ACTION ITEM
Given the records below, pull every line with the word "sand" into the answer.

BEGIN DATA PROVIDED

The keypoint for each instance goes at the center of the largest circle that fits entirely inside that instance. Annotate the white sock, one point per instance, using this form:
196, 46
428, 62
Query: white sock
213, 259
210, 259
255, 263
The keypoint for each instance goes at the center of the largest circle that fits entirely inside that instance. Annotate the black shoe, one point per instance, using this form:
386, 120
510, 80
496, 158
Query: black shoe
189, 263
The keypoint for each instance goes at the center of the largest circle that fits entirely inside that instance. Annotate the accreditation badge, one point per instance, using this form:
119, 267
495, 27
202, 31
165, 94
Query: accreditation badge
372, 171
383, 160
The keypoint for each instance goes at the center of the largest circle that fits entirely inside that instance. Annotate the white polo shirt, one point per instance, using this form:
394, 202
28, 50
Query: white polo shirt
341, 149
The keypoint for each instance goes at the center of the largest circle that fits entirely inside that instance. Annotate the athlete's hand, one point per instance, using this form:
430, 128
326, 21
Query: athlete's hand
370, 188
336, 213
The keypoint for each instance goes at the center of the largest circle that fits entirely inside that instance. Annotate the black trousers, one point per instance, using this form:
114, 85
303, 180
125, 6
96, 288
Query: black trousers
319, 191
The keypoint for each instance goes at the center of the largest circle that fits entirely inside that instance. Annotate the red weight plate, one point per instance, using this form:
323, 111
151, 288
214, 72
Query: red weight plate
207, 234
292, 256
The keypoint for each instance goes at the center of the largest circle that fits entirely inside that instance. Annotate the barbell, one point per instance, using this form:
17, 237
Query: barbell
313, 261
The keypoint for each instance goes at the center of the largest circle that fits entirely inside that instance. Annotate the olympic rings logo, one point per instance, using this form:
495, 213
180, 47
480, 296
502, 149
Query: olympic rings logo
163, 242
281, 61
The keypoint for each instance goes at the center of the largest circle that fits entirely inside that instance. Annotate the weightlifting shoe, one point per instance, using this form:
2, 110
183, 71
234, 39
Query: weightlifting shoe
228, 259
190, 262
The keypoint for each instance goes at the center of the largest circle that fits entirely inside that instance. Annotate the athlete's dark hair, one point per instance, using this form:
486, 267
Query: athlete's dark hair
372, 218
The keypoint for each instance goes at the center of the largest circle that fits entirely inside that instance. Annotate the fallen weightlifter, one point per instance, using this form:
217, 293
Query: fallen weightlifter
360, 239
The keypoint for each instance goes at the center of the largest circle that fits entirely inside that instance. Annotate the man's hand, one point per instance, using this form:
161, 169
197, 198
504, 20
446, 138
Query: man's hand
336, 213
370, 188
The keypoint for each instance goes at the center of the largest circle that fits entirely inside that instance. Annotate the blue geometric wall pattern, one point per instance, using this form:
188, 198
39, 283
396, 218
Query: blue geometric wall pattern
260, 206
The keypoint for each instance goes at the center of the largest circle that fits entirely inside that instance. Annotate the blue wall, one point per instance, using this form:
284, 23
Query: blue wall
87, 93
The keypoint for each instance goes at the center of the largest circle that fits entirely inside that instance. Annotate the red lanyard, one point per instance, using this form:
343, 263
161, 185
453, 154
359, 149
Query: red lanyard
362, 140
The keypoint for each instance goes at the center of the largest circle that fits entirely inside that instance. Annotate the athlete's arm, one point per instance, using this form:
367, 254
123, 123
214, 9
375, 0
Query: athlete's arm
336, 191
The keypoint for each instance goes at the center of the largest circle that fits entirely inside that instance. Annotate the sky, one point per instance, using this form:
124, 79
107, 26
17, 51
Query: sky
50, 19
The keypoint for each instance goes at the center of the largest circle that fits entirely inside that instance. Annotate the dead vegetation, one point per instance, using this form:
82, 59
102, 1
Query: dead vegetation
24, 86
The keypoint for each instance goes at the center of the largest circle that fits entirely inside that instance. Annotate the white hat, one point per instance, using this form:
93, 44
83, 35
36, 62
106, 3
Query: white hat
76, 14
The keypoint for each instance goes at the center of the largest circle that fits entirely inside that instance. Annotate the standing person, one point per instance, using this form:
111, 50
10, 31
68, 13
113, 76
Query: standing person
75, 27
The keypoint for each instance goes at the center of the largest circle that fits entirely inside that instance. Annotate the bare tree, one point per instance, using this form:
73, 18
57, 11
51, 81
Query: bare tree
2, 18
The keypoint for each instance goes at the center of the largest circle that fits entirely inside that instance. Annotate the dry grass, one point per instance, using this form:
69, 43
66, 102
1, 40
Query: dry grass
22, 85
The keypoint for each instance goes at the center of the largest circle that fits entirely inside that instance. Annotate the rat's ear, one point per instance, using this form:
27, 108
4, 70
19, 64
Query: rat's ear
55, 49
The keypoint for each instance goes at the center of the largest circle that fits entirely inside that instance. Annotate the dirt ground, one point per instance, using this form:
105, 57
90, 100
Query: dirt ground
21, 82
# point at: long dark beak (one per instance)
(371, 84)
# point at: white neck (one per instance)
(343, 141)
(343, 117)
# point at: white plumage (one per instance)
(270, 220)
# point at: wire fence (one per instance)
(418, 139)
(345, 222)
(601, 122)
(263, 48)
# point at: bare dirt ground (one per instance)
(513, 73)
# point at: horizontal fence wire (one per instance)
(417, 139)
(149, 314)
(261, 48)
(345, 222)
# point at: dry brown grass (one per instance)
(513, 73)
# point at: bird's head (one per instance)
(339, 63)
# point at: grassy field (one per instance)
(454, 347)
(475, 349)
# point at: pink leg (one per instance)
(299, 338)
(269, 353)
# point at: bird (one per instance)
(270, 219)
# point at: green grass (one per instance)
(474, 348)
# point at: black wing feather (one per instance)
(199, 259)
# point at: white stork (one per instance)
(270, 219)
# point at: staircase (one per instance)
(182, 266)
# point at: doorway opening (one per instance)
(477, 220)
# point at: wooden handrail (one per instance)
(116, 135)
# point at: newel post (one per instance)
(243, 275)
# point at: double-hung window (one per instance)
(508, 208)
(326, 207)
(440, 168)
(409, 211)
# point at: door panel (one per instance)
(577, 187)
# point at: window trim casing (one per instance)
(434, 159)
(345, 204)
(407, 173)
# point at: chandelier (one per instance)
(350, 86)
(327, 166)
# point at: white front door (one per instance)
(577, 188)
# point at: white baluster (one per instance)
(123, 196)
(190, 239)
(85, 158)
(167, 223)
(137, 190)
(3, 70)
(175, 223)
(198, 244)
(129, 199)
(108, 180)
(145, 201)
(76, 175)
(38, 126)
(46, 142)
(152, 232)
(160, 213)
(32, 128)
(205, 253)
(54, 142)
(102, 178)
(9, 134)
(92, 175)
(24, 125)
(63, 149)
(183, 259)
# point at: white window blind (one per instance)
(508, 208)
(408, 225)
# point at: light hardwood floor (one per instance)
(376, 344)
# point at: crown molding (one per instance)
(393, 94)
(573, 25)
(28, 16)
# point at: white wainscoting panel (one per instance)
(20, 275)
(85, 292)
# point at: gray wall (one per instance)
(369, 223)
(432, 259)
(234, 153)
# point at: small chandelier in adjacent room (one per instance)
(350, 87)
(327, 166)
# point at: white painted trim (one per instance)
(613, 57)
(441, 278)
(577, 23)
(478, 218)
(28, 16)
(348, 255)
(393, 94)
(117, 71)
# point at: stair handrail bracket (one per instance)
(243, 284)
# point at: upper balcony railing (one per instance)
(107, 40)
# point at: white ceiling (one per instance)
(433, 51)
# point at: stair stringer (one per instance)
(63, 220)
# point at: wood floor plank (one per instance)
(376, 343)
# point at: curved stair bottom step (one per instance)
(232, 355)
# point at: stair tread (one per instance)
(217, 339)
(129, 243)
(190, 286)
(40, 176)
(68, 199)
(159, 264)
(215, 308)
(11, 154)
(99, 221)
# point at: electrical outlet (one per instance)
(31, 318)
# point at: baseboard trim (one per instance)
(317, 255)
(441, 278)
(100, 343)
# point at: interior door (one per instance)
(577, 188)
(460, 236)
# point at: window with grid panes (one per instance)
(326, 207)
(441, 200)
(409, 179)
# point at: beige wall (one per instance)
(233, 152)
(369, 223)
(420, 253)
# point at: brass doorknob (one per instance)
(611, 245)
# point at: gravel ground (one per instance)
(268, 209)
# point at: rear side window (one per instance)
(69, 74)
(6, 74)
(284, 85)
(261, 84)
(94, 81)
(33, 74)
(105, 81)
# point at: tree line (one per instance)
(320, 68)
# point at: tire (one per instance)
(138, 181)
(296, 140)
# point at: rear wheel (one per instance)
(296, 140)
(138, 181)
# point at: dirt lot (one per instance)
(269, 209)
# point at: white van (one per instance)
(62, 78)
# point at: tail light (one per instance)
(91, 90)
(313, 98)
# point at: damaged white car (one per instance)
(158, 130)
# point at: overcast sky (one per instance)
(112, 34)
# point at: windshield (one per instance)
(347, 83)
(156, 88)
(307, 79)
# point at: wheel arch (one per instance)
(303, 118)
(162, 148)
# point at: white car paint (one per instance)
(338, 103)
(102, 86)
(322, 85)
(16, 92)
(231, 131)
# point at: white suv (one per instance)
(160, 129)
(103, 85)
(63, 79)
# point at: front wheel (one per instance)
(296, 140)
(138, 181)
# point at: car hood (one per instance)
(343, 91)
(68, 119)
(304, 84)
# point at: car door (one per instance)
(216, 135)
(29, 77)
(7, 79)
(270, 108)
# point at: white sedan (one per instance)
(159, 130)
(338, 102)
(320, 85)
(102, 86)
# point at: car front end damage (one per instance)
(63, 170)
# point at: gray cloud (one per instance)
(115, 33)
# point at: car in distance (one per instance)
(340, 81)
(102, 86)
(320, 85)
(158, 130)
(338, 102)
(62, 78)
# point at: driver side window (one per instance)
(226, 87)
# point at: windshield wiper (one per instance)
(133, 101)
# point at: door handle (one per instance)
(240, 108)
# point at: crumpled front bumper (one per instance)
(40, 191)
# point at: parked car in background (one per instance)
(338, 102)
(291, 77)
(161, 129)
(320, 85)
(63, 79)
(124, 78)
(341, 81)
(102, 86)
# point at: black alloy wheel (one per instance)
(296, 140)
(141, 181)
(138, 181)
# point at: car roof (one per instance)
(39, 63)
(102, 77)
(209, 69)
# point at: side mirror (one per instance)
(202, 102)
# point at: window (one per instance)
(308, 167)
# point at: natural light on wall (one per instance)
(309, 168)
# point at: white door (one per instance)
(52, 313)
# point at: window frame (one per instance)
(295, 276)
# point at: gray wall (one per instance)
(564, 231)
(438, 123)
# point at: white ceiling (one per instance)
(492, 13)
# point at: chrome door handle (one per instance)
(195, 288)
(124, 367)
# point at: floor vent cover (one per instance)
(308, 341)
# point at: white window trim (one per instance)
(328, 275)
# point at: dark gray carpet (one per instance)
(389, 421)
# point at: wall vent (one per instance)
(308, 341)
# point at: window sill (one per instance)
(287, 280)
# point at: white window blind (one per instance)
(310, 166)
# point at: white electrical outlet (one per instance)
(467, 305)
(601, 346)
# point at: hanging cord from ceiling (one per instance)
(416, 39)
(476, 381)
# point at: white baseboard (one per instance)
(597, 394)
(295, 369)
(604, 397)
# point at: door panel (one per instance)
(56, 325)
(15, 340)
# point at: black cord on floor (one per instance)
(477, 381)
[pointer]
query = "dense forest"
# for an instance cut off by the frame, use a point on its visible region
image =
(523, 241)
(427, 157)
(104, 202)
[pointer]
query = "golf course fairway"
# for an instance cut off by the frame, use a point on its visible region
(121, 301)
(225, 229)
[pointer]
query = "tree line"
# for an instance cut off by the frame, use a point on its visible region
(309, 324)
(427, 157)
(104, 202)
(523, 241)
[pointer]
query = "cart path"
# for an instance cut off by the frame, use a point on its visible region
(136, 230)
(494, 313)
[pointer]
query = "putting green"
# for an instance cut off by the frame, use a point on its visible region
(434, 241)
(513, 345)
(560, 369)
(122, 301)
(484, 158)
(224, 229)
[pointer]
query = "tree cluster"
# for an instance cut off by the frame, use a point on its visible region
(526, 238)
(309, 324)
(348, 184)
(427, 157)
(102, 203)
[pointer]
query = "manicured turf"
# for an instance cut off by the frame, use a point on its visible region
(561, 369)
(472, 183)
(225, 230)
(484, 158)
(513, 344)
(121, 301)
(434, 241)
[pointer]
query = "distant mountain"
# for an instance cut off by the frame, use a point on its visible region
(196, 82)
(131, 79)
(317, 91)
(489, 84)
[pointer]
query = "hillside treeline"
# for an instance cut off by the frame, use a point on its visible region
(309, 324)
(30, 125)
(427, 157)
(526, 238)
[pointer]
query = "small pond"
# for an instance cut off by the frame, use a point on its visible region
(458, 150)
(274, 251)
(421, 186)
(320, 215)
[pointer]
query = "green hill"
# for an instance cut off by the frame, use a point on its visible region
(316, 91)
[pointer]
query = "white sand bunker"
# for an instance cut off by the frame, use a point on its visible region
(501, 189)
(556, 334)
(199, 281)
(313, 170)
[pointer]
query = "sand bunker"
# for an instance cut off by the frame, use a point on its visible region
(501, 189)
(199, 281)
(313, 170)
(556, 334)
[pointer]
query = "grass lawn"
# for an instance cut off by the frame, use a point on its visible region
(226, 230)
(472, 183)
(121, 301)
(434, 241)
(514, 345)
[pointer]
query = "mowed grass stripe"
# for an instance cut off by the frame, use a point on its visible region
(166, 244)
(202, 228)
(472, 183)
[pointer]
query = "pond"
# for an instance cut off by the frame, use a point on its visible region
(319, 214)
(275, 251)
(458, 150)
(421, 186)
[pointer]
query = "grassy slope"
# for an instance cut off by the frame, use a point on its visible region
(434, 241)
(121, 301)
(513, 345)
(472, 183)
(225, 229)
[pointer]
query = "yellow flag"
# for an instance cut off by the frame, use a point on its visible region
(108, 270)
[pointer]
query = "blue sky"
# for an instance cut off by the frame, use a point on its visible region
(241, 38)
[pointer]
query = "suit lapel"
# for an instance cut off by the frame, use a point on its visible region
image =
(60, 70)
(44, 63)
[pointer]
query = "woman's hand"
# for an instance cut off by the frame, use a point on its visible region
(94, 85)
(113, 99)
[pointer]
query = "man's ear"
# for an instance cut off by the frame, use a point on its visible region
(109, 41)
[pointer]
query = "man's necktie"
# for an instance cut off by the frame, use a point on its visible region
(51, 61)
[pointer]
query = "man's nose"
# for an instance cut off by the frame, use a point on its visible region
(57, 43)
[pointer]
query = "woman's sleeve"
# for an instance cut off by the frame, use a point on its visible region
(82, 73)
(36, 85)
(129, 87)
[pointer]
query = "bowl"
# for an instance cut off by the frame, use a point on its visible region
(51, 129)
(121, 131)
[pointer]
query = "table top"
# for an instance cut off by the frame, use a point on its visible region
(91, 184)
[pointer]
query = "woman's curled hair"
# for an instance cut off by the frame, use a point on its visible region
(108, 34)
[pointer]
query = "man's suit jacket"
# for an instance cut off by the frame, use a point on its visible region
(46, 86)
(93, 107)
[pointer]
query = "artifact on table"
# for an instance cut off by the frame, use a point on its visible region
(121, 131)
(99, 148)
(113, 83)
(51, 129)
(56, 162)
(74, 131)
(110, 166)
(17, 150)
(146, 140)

END DATA PROVIDED

WRITTEN REPLY
query = "white sand bunker"
query = "sand bunker"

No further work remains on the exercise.